[Raw data start]
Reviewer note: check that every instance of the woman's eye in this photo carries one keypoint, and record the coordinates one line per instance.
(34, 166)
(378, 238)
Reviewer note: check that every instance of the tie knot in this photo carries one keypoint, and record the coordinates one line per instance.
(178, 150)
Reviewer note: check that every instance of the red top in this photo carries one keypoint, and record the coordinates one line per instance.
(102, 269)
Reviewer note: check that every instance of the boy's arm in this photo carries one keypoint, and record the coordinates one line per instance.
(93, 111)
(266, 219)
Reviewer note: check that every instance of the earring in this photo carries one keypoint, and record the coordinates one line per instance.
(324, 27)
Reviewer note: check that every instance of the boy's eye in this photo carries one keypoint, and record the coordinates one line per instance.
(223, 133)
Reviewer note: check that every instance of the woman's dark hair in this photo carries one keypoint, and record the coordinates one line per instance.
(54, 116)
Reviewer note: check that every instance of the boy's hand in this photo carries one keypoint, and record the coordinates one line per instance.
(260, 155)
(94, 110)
[Raw data end]
[Raw data start]
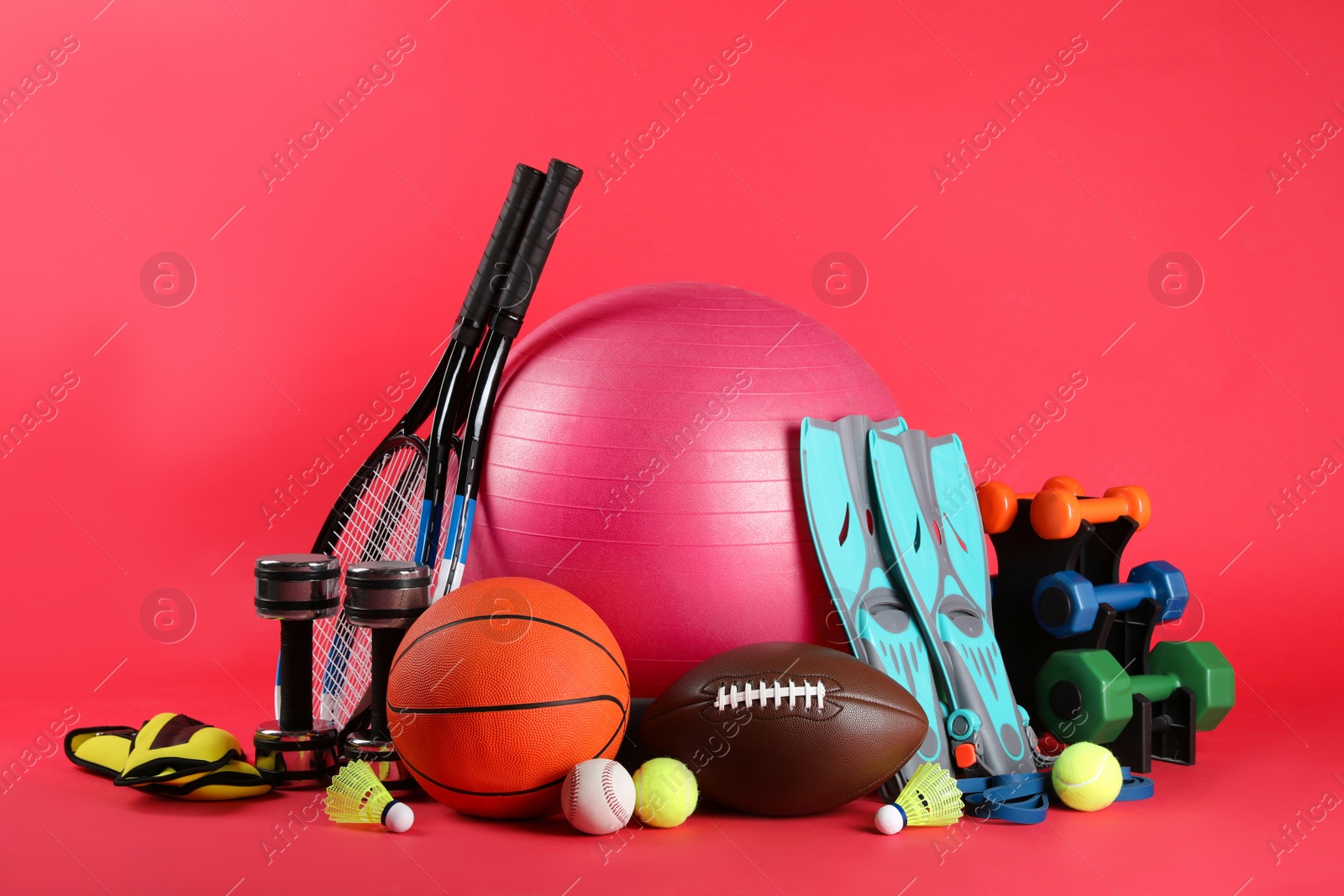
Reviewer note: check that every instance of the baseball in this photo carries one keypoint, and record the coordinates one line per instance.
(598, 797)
[Raw data end]
Objective:
Return every line of the records above that contains the word "woman", matching case exactly.

Task answer:
Reviewer note: check that every instance of the woman's eye in this photo carries one keypoint, and record the coordinates one line per instance.
Reviewer note: check that every instance of the woman's dark hair in this photo carries one keypoint, and record the coordinates one line per instance.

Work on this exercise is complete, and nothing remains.